- EXERCISE GOAL
Duplicate the data below, from the line containing "Pick-planner input: for every instance of the yellow bill" up to and including the line containing "point(642, 271)", reproducing each line without any change.

======== ENTRIES

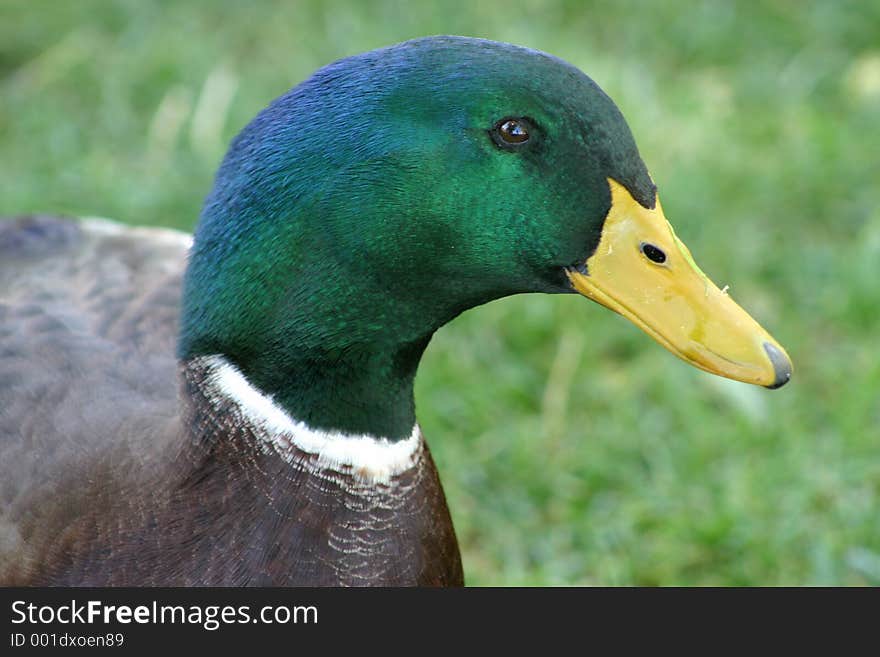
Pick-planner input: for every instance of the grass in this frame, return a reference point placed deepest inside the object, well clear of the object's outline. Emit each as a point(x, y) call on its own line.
point(573, 449)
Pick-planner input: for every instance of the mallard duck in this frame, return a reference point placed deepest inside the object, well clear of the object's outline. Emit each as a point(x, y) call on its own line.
point(237, 408)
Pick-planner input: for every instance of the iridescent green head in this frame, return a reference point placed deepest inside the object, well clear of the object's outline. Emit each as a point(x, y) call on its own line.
point(383, 196)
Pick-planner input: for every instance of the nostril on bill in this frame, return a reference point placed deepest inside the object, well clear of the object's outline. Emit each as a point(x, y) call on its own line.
point(781, 366)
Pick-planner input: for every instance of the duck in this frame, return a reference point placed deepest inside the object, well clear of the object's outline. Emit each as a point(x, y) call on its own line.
point(235, 407)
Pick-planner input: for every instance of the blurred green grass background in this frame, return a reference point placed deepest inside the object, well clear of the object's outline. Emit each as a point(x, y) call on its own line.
point(573, 449)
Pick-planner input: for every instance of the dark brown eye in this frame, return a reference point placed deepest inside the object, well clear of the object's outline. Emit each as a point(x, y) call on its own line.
point(511, 133)
point(653, 253)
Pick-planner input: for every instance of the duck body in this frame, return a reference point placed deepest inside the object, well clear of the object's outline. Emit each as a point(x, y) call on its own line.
point(237, 408)
point(110, 481)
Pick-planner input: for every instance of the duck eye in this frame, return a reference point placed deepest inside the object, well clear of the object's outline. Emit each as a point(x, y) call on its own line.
point(653, 253)
point(510, 132)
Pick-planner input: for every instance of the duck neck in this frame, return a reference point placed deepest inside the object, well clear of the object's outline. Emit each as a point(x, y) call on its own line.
point(362, 391)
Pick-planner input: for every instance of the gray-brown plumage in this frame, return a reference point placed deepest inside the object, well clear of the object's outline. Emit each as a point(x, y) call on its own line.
point(114, 469)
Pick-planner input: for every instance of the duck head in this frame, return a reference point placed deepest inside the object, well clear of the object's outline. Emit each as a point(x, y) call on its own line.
point(393, 190)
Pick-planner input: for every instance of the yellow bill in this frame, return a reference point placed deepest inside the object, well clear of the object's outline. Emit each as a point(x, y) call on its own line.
point(642, 271)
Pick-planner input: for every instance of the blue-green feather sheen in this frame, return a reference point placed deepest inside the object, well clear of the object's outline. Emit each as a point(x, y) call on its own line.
point(369, 205)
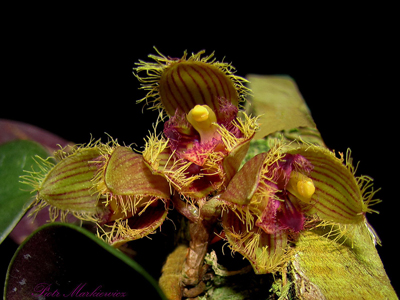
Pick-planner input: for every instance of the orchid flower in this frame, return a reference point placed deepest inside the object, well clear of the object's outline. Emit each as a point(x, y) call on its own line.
point(279, 194)
point(195, 165)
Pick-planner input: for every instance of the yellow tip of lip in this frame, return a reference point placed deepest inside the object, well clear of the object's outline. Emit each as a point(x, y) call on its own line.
point(199, 113)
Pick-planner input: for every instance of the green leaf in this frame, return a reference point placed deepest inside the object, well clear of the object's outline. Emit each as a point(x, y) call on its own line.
point(278, 102)
point(70, 261)
point(15, 197)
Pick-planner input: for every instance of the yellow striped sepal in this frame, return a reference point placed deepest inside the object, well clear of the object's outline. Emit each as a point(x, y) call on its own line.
point(67, 186)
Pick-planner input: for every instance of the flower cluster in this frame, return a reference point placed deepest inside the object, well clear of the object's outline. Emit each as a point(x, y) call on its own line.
point(196, 162)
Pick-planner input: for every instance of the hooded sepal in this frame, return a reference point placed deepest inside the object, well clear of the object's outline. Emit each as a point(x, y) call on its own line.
point(182, 83)
point(339, 195)
point(67, 186)
point(128, 184)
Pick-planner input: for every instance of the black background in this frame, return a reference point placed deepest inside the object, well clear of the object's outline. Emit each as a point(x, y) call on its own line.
point(70, 72)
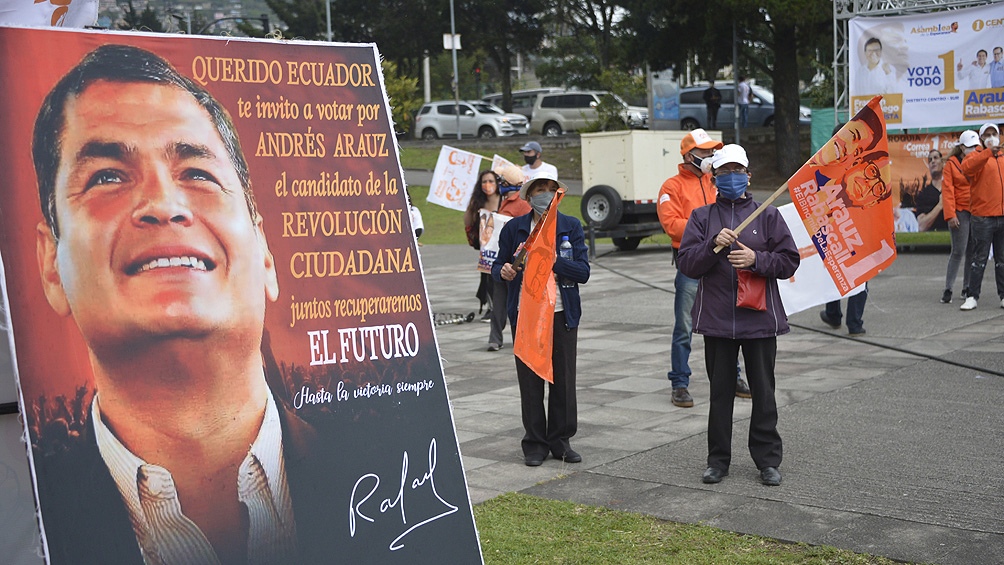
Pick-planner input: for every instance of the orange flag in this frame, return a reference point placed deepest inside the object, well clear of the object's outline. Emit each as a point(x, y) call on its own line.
point(842, 195)
point(534, 331)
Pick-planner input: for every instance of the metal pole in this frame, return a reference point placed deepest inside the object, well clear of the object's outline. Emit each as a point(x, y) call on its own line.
point(456, 75)
point(735, 79)
point(426, 77)
point(327, 14)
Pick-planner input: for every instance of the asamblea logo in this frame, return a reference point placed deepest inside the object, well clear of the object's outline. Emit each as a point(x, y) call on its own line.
point(936, 29)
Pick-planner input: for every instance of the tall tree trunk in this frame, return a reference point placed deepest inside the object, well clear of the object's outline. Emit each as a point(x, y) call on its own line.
point(789, 157)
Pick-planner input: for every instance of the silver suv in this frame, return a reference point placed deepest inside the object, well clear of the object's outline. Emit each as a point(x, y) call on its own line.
point(477, 118)
point(556, 113)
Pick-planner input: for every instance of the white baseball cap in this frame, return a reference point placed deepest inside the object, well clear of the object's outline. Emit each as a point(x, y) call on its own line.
point(986, 126)
point(729, 154)
point(969, 138)
point(543, 177)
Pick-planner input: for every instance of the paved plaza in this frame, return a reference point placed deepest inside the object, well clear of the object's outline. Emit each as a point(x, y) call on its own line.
point(892, 442)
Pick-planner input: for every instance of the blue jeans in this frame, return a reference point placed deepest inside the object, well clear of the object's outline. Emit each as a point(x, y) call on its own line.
point(682, 328)
point(962, 247)
point(855, 310)
point(986, 231)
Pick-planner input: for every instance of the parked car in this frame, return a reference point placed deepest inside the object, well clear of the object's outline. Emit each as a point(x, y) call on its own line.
point(558, 112)
point(522, 100)
point(694, 112)
point(477, 118)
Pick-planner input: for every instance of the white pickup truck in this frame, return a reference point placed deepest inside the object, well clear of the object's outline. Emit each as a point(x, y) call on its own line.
point(621, 175)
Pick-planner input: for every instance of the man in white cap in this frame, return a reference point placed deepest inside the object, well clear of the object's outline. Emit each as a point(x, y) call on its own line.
point(753, 261)
point(956, 199)
point(535, 167)
point(680, 195)
point(985, 170)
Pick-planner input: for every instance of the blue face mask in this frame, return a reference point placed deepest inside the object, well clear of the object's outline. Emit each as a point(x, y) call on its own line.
point(732, 185)
point(540, 202)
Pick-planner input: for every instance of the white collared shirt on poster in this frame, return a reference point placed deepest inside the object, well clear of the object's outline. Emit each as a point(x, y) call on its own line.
point(978, 76)
point(167, 537)
point(874, 80)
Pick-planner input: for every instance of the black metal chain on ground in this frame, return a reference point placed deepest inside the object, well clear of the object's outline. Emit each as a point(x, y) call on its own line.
point(982, 370)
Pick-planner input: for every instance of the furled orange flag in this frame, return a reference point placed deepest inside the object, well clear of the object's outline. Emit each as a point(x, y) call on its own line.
point(843, 198)
point(534, 330)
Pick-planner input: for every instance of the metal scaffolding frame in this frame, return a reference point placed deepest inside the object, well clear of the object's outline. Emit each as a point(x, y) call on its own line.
point(843, 10)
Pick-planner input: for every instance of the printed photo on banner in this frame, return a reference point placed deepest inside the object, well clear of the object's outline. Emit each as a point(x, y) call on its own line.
point(811, 285)
point(844, 199)
point(224, 348)
point(491, 226)
point(934, 70)
point(454, 179)
point(919, 162)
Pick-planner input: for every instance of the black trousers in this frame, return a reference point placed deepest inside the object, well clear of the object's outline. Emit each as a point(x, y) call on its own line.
point(550, 431)
point(721, 355)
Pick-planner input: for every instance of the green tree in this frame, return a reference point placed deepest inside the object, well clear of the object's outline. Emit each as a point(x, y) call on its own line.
point(403, 92)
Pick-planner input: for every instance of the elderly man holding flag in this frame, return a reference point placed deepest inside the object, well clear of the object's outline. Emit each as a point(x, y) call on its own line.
point(544, 309)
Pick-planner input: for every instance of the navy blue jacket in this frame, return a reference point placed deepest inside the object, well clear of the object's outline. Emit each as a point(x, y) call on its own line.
point(715, 312)
point(514, 233)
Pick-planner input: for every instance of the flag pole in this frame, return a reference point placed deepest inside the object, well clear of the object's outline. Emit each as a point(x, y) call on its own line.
point(780, 190)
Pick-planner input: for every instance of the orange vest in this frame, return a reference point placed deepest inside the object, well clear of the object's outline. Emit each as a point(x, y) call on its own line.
point(679, 197)
point(986, 177)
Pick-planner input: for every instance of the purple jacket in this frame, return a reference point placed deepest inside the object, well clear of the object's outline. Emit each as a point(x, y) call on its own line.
point(715, 312)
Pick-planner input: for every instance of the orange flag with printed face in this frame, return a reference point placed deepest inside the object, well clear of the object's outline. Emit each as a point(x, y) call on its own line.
point(534, 339)
point(842, 195)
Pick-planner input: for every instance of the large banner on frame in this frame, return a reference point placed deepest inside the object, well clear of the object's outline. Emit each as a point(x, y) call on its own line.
point(936, 69)
point(222, 337)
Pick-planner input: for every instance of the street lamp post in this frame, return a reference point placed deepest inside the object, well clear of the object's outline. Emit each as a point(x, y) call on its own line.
point(456, 76)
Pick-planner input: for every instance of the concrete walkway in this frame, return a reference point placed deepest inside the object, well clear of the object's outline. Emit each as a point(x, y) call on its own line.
point(890, 448)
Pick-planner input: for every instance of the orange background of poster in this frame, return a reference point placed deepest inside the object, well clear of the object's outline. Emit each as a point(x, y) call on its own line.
point(52, 356)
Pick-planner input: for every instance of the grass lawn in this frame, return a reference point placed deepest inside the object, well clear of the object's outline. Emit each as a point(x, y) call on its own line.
point(518, 529)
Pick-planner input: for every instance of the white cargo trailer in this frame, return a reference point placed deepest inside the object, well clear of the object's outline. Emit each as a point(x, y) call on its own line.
point(621, 175)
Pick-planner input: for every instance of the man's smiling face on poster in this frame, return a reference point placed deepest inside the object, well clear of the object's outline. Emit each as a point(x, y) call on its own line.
point(155, 235)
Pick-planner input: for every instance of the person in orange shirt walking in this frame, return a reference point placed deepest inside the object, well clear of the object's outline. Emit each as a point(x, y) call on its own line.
point(956, 202)
point(680, 195)
point(985, 170)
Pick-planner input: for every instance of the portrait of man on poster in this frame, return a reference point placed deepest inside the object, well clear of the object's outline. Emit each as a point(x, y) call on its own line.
point(152, 243)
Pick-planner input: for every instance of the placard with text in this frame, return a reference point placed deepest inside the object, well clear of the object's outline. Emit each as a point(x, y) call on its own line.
point(347, 346)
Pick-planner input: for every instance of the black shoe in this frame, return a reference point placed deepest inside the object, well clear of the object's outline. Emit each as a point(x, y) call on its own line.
point(828, 321)
point(570, 456)
point(534, 460)
point(682, 398)
point(713, 475)
point(743, 389)
point(770, 476)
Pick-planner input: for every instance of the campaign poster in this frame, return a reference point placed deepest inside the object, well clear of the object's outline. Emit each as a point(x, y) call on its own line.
point(220, 329)
point(491, 224)
point(843, 197)
point(454, 179)
point(935, 69)
point(919, 166)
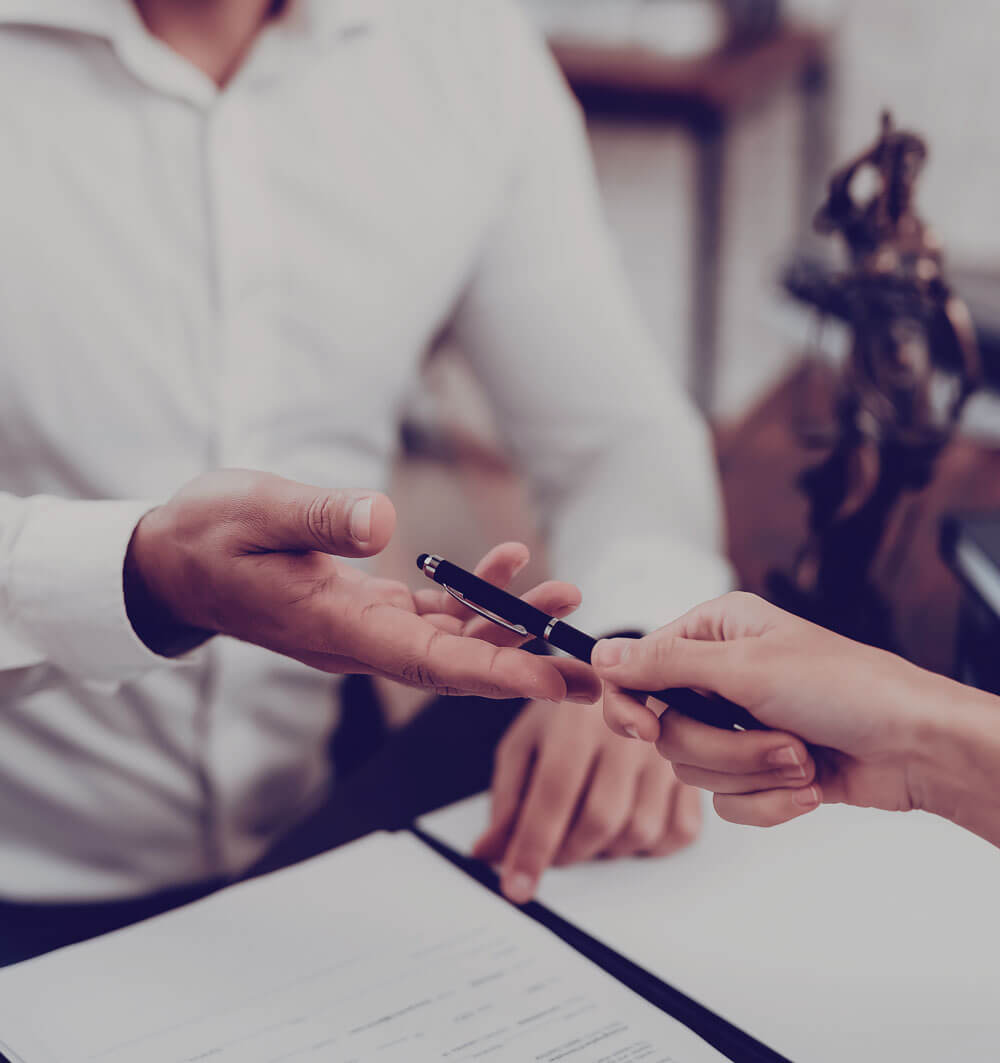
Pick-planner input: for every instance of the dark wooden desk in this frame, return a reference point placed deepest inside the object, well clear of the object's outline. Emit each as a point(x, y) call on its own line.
point(760, 462)
point(706, 96)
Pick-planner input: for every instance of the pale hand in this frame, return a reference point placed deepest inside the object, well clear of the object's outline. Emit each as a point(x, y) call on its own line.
point(846, 719)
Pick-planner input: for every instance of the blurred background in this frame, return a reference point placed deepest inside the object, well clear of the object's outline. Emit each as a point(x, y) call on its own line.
point(715, 125)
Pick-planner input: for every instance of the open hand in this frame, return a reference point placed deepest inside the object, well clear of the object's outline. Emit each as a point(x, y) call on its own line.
point(252, 556)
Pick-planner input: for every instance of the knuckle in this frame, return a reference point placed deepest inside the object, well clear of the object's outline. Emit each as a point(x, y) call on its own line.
point(642, 833)
point(594, 825)
point(323, 519)
point(687, 774)
point(549, 791)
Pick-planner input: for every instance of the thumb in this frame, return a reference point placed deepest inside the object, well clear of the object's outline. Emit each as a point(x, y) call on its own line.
point(350, 523)
point(662, 661)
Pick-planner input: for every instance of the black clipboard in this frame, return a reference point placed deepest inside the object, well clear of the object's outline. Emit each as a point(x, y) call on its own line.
point(732, 1042)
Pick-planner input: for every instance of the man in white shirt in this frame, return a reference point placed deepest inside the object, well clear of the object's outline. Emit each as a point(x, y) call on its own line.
point(230, 231)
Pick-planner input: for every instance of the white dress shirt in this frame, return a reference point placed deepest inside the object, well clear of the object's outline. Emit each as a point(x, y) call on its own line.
point(193, 277)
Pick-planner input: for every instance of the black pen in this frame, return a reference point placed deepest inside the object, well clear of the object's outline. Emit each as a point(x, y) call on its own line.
point(525, 620)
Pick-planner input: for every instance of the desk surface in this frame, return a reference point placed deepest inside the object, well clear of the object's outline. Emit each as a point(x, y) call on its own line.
point(847, 934)
point(632, 77)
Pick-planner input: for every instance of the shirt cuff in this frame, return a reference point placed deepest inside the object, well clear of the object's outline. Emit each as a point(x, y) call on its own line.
point(65, 590)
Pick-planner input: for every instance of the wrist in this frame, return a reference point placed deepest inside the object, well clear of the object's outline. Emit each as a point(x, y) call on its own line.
point(150, 612)
point(954, 754)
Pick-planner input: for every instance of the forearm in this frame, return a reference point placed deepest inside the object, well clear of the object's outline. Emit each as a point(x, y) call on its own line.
point(62, 597)
point(955, 754)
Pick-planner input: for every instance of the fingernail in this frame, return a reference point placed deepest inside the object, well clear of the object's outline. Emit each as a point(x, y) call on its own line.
point(808, 798)
point(786, 757)
point(520, 888)
point(610, 653)
point(361, 521)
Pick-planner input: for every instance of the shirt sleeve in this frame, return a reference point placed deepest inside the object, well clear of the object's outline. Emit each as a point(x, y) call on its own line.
point(62, 596)
point(621, 462)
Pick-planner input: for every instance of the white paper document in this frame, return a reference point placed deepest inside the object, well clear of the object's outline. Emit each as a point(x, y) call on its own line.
point(378, 952)
point(847, 934)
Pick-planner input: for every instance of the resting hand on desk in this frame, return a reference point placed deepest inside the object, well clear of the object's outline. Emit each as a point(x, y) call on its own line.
point(251, 556)
point(851, 724)
point(565, 790)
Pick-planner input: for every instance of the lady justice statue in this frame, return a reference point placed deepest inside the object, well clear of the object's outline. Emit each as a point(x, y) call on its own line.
point(913, 364)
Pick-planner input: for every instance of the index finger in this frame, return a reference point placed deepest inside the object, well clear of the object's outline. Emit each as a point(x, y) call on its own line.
point(402, 644)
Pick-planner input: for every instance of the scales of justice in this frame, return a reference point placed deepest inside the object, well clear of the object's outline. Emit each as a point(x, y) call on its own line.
point(912, 366)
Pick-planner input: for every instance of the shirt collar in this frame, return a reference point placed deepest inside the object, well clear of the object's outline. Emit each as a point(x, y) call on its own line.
point(105, 18)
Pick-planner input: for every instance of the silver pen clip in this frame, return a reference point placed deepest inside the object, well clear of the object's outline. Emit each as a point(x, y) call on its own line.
point(517, 628)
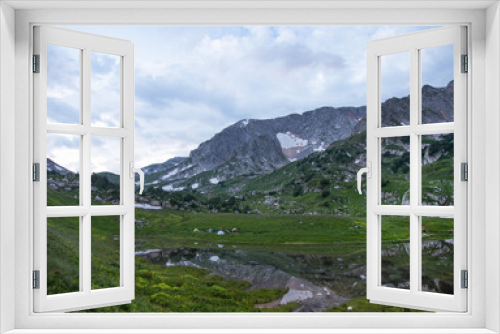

================

- SOLUTION TO THE PROBLEM
Pick-planner input: for every instance of the yellow bill in this frame, return a reference point placed deepest inside the object, well clear of the object's outline. Emit each as a point(x, y) call on its own line.
point(642, 271)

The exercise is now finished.